YOUR TASK:
Retype the listing that follows, word for word.

RECORDS FOR PROCESSING:
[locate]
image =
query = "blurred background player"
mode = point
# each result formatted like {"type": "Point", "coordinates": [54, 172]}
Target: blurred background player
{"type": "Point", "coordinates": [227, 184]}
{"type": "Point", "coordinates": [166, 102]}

WRITTEN ANSWER:
[locate]
image =
query = "blurred background player"
mode = point
# each result formatted like {"type": "Point", "coordinates": [54, 172]}
Target: blurred background player
{"type": "Point", "coordinates": [227, 184]}
{"type": "Point", "coordinates": [166, 102]}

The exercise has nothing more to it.